• [Task to carry out] Repeat exactly the lines from the one containing "Point out the conifer" through the last line of the records below, both included, and nothing else.
+++++
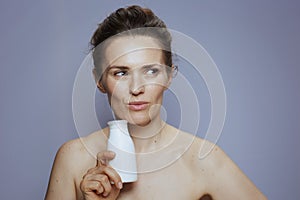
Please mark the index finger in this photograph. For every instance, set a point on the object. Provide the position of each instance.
(104, 157)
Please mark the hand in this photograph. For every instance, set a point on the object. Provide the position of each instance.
(102, 181)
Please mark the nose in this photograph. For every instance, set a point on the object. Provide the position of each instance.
(136, 85)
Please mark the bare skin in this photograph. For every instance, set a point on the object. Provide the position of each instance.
(167, 158)
(187, 178)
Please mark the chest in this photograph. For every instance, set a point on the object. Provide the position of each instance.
(170, 183)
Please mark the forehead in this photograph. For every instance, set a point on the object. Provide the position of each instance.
(132, 50)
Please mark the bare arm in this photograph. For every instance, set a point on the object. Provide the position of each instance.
(228, 181)
(61, 183)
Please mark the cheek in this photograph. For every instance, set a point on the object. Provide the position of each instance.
(116, 90)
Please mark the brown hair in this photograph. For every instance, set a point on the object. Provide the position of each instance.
(134, 18)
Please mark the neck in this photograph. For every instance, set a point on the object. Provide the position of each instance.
(147, 138)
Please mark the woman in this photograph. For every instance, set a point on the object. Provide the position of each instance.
(134, 67)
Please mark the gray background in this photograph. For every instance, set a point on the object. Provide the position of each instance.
(254, 43)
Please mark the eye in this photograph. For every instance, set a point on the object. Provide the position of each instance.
(120, 73)
(152, 71)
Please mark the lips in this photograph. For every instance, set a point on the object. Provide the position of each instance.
(138, 105)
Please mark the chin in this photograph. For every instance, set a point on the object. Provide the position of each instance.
(139, 120)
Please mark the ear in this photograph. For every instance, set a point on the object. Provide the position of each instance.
(170, 75)
(100, 85)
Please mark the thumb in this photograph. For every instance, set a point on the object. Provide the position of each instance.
(104, 157)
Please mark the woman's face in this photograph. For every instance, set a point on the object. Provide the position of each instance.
(135, 78)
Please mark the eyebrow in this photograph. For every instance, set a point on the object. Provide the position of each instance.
(126, 67)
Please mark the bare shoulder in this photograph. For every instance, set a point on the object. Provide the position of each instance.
(224, 178)
(72, 159)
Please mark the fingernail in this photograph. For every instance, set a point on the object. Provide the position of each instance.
(105, 194)
(120, 185)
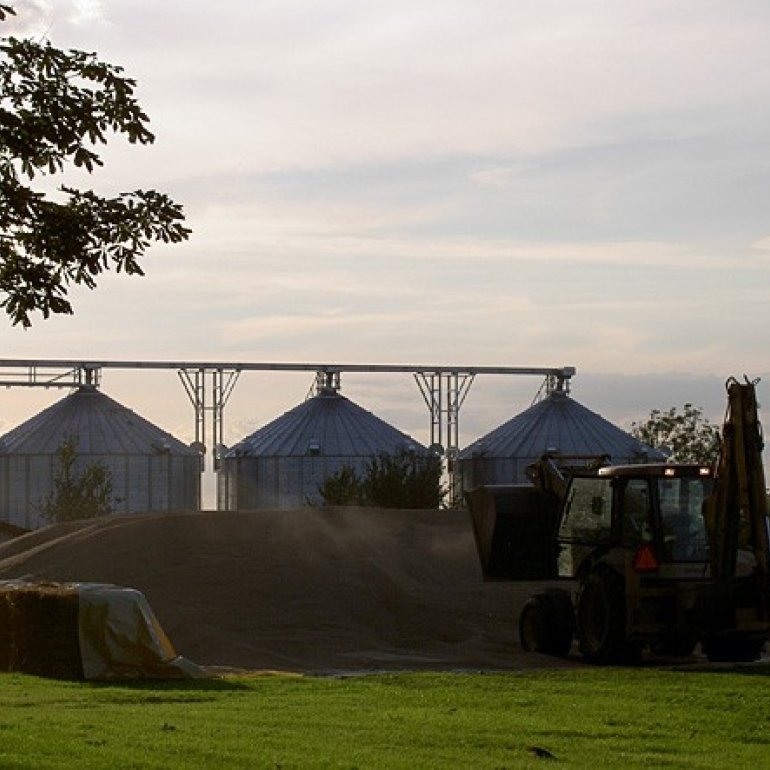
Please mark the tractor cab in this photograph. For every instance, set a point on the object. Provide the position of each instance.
(652, 514)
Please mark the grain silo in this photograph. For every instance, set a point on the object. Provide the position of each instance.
(557, 424)
(150, 470)
(283, 463)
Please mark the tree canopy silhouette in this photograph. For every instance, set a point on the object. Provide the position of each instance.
(56, 108)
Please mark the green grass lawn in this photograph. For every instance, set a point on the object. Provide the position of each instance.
(600, 717)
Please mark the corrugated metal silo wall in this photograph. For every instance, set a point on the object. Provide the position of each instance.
(248, 483)
(139, 483)
(475, 471)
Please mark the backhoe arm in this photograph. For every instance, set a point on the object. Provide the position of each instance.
(737, 512)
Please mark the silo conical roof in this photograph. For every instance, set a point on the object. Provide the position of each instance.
(558, 423)
(326, 424)
(100, 425)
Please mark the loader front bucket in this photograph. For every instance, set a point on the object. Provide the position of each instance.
(515, 530)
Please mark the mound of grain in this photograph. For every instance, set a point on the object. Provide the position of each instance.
(305, 590)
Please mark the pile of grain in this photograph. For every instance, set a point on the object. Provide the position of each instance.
(312, 590)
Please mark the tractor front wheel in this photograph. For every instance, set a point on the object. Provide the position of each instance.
(601, 620)
(545, 625)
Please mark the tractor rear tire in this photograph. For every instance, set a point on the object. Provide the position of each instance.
(545, 625)
(601, 619)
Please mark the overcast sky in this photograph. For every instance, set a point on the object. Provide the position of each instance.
(527, 183)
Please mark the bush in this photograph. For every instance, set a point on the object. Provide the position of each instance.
(403, 480)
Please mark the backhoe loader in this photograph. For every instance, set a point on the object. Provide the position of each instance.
(661, 556)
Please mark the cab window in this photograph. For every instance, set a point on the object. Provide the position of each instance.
(588, 511)
(635, 523)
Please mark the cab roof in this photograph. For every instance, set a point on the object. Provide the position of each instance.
(658, 469)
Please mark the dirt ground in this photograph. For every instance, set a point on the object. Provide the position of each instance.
(309, 590)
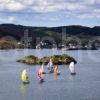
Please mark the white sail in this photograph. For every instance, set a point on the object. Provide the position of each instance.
(72, 68)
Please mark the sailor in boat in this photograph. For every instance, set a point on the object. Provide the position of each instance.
(50, 66)
(56, 70)
(24, 77)
(42, 67)
(40, 76)
(72, 68)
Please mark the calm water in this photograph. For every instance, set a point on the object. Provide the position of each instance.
(84, 86)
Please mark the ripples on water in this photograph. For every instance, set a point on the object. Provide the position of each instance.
(84, 86)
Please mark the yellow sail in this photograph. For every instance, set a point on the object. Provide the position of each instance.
(24, 75)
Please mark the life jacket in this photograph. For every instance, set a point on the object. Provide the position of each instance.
(24, 75)
(40, 74)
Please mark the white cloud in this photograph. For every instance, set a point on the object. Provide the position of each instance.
(11, 5)
(8, 20)
(58, 7)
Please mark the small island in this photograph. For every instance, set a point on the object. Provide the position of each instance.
(57, 59)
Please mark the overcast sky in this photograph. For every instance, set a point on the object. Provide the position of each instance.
(50, 12)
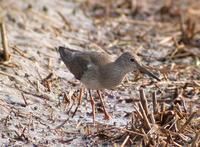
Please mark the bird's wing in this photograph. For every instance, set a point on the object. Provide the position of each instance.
(77, 62)
(99, 59)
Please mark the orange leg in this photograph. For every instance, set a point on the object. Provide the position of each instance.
(79, 100)
(107, 116)
(93, 106)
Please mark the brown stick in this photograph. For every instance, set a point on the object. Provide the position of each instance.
(143, 100)
(6, 55)
(155, 103)
(146, 121)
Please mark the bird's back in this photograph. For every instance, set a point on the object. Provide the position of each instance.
(78, 62)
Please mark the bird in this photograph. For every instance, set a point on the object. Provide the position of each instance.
(97, 71)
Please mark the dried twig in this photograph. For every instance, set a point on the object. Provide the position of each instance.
(146, 121)
(6, 55)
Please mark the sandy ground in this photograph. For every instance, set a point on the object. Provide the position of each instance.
(36, 110)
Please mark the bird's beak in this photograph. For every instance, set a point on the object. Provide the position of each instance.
(146, 71)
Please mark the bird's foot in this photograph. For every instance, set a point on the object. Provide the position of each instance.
(107, 116)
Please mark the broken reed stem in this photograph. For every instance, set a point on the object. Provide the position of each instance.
(146, 121)
(155, 103)
(6, 55)
(187, 122)
(126, 139)
(143, 100)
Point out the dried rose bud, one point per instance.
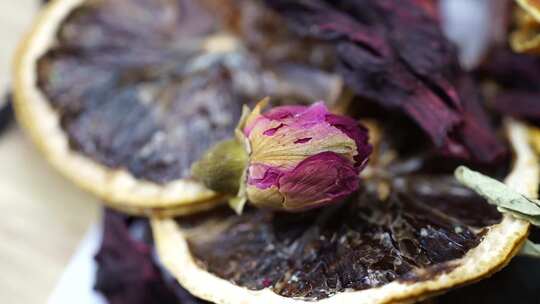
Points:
(297, 158)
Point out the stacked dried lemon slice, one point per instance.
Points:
(122, 96)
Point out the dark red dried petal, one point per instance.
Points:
(518, 103)
(518, 78)
(126, 272)
(395, 54)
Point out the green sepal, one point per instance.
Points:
(222, 167)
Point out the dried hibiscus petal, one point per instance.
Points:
(394, 53)
(517, 76)
(126, 272)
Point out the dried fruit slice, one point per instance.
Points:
(123, 95)
(400, 240)
(526, 38)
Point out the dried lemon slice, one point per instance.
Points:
(425, 236)
(123, 95)
(526, 38)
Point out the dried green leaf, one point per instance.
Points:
(499, 194)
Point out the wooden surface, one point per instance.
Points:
(42, 215)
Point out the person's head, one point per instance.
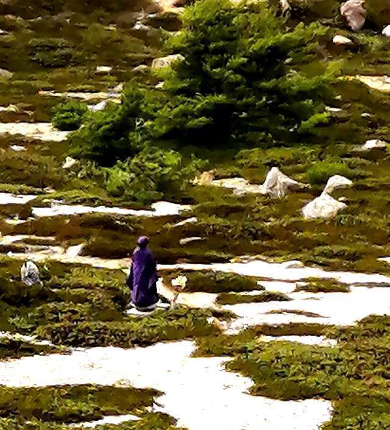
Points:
(143, 242)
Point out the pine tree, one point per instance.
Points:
(245, 77)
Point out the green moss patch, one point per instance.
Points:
(323, 286)
(209, 281)
(266, 296)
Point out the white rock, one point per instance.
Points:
(159, 63)
(98, 107)
(192, 220)
(103, 69)
(30, 274)
(69, 163)
(187, 240)
(284, 6)
(323, 206)
(386, 31)
(5, 74)
(18, 148)
(277, 184)
(355, 14)
(112, 419)
(337, 182)
(342, 40)
(206, 178)
(374, 144)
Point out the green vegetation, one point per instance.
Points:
(69, 115)
(266, 296)
(323, 286)
(354, 374)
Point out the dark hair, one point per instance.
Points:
(143, 242)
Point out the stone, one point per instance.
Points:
(374, 144)
(206, 178)
(341, 40)
(142, 68)
(285, 7)
(324, 206)
(277, 184)
(5, 74)
(192, 220)
(355, 14)
(101, 70)
(386, 31)
(69, 163)
(161, 62)
(337, 182)
(29, 274)
(98, 107)
(188, 240)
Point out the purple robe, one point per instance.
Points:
(143, 278)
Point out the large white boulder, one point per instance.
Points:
(355, 14)
(159, 63)
(277, 184)
(323, 206)
(337, 182)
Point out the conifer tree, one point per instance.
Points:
(244, 78)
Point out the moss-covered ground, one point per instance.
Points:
(83, 307)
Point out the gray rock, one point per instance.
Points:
(30, 274)
(5, 74)
(323, 206)
(355, 14)
(159, 63)
(277, 184)
(337, 182)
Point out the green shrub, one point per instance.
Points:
(244, 78)
(51, 52)
(111, 134)
(69, 116)
(151, 175)
(320, 172)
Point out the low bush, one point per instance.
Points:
(69, 116)
(151, 175)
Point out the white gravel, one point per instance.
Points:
(199, 393)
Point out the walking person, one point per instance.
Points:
(142, 278)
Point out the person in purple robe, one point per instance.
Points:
(142, 279)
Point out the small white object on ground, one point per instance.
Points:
+++++
• [The completed task]
Point out the conifer tree, one point per instance.
Points:
(244, 78)
Point out the moss-covered ground, one point per instance.
Points:
(83, 307)
Point out the gray rock, one point per instance.
Points:
(30, 274)
(5, 74)
(323, 206)
(355, 14)
(159, 63)
(277, 184)
(337, 182)
Point out the green shrub, one point per instance.
Points:
(244, 78)
(51, 52)
(111, 134)
(69, 116)
(151, 175)
(320, 172)
Point out the low bush, one point per instance.
Points:
(69, 116)
(151, 175)
Point out the white gravel, one point per instance.
Points:
(199, 393)
Point out the walking person, one point per instance.
Points:
(142, 278)
Point out the person in purple robe, one point per instance.
Points:
(142, 279)
Point out the small white object on ground, one point per instance.
Points:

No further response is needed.